[Data entries]
########################################

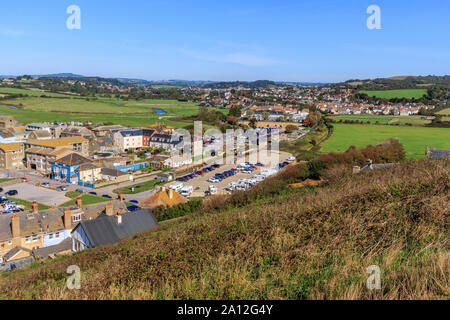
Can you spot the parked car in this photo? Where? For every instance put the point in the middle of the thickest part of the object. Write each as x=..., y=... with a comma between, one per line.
x=11, y=192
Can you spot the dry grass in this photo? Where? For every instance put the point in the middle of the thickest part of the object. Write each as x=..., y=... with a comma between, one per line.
x=314, y=245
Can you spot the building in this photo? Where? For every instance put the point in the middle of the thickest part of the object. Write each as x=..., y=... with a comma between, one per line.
x=129, y=139
x=166, y=198
x=75, y=168
x=146, y=135
x=165, y=141
x=78, y=144
x=40, y=135
x=54, y=130
x=111, y=228
x=11, y=156
x=21, y=236
x=7, y=122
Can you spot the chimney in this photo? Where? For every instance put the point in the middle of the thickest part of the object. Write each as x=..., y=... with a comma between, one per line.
x=15, y=226
x=35, y=207
x=67, y=219
x=356, y=169
x=79, y=202
x=109, y=209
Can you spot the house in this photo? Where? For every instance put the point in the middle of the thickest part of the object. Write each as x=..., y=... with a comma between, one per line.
x=111, y=228
x=167, y=198
x=7, y=122
x=78, y=144
x=54, y=130
x=76, y=131
x=40, y=135
x=39, y=159
x=11, y=156
x=371, y=166
x=146, y=135
x=22, y=236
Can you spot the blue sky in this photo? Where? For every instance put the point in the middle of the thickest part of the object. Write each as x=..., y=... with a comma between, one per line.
x=302, y=40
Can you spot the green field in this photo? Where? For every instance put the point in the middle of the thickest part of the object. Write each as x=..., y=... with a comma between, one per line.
x=390, y=94
x=383, y=119
x=106, y=110
x=414, y=139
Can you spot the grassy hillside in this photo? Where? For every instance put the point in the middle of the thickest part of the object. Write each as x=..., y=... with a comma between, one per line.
x=305, y=244
x=414, y=139
x=402, y=93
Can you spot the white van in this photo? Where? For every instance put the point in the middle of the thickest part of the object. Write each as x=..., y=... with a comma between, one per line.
x=176, y=186
x=213, y=189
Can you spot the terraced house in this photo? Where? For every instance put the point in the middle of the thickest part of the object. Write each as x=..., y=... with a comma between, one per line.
x=11, y=155
x=39, y=153
x=39, y=234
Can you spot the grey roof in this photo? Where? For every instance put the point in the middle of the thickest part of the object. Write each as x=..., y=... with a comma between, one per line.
x=113, y=172
x=377, y=166
x=65, y=245
x=106, y=230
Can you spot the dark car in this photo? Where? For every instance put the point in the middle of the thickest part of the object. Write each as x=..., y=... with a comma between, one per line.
x=11, y=192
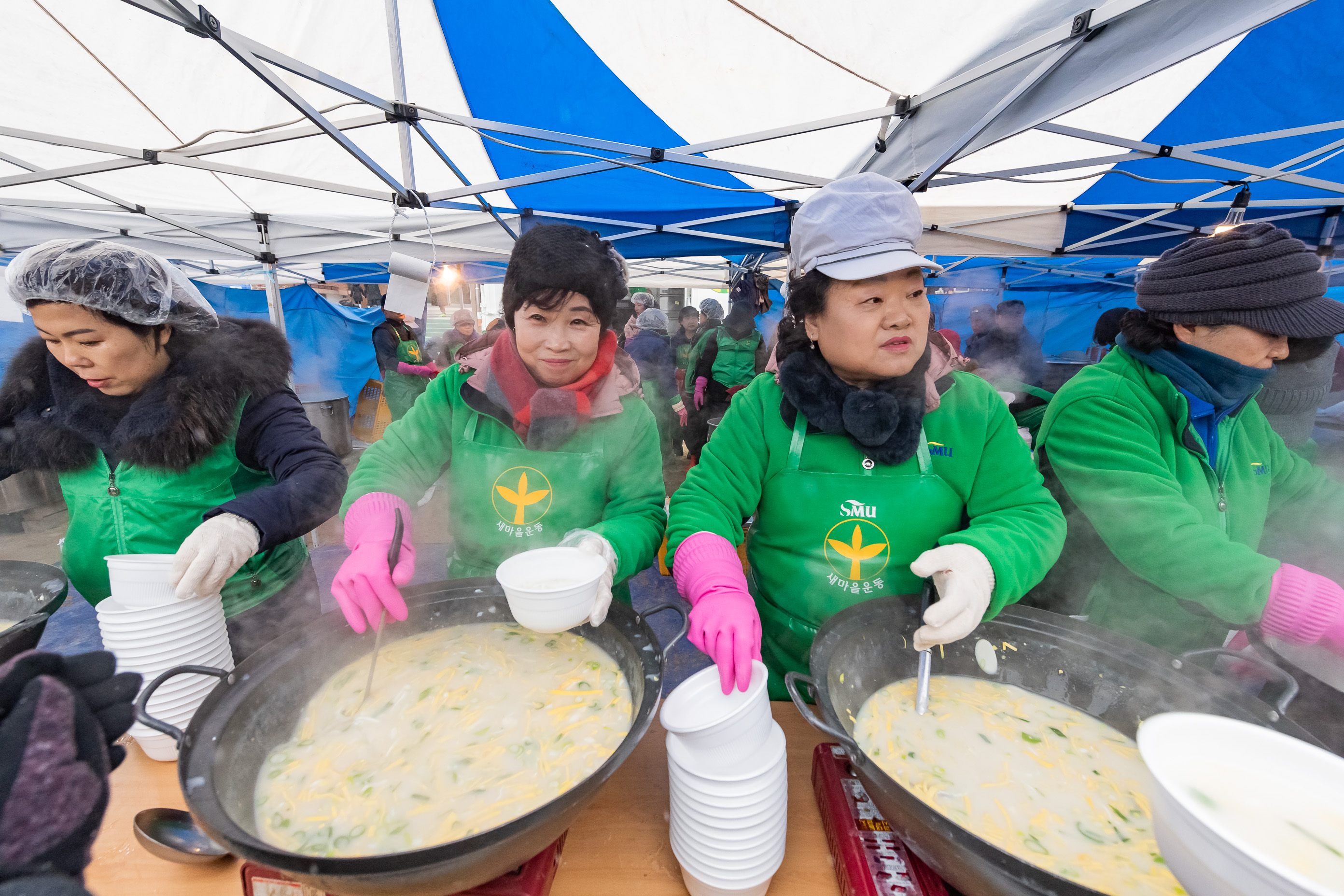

########################################

Copy all of the items above word for word, leaving out the pictures.

[The solution]
Can you spot the parked car in this photo? Where? For every instance put the point in the middle of the thickest part of the object. Write each as x=..., y=... with a comma between, one per line.
x=11, y=192
Can you spot the dry grass in this photo? Where? For every instance put the point in the middle of the thickest part of the object. Write each as x=..., y=... with a comma between, one per line.
x=314, y=245
Can you spot the building in this photo? Where? For every instance put the point in the middle of the thickest part of the object. Write each as x=..., y=... with a comma between, one per line.
x=129, y=139
x=166, y=198
x=75, y=168
x=146, y=135
x=165, y=141
x=78, y=144
x=40, y=135
x=54, y=130
x=111, y=228
x=11, y=156
x=21, y=236
x=7, y=122
Can you spot the chimney in this photo? Where? For every instance put the point in the middle of the thickest part of the object. Write each as x=..., y=... with a comma between, one per line.
x=15, y=226
x=35, y=207
x=67, y=219
x=356, y=169
x=79, y=202
x=109, y=209
Can you spot the house in this photo? Where? For every instance put the point in the middle of the thickest part of the object. Write each as x=..., y=... with a comma between, one per line.
x=111, y=228
x=167, y=198
x=7, y=122
x=78, y=144
x=54, y=130
x=76, y=131
x=40, y=135
x=39, y=159
x=11, y=156
x=371, y=166
x=146, y=135
x=22, y=236
Can you spot the blue sky in this photo? Where? For every instance put the point in the middle of the thickest part of the object. Write each as x=..., y=... with a comma between, one per line.
x=302, y=40
Can you spot the green field in this photo? Where? For every instance put the point in the middle of the thickest part of the object. Write each as x=..., y=... with a comma between, one per line.
x=390, y=94
x=383, y=119
x=106, y=110
x=414, y=139
Can you spot the grassy hillside in this photo? Where? For every instance put the point in the middle of the thickest part of the object. Write each as x=..., y=... with a comma between, one per line.
x=305, y=244
x=414, y=139
x=402, y=93
Can you spot the white van in this photo? Where? For every instance put the point in the middle of the thickest part of the object. Write each as x=..., y=... with a comma between, one per line.
x=176, y=186
x=213, y=189
Can you spot the terraced house in this photo? Where? For every instance put the point in the middle of the thickest part of the object. Write each as x=..., y=... with a comma between, one per line.
x=11, y=155
x=39, y=153
x=39, y=234
Can you spot the grey roof in this photo? Where? For every instance put the point in the middle of the thickest part of the object. Write each as x=..., y=... with a comma between, one per line.
x=113, y=172
x=377, y=166
x=65, y=245
x=106, y=230
Can you spot the dark car in this photo? Where? For every instance put the point in the middle of the thickest part of the object. Write each as x=..., y=... with a comma between, one per line.
x=11, y=192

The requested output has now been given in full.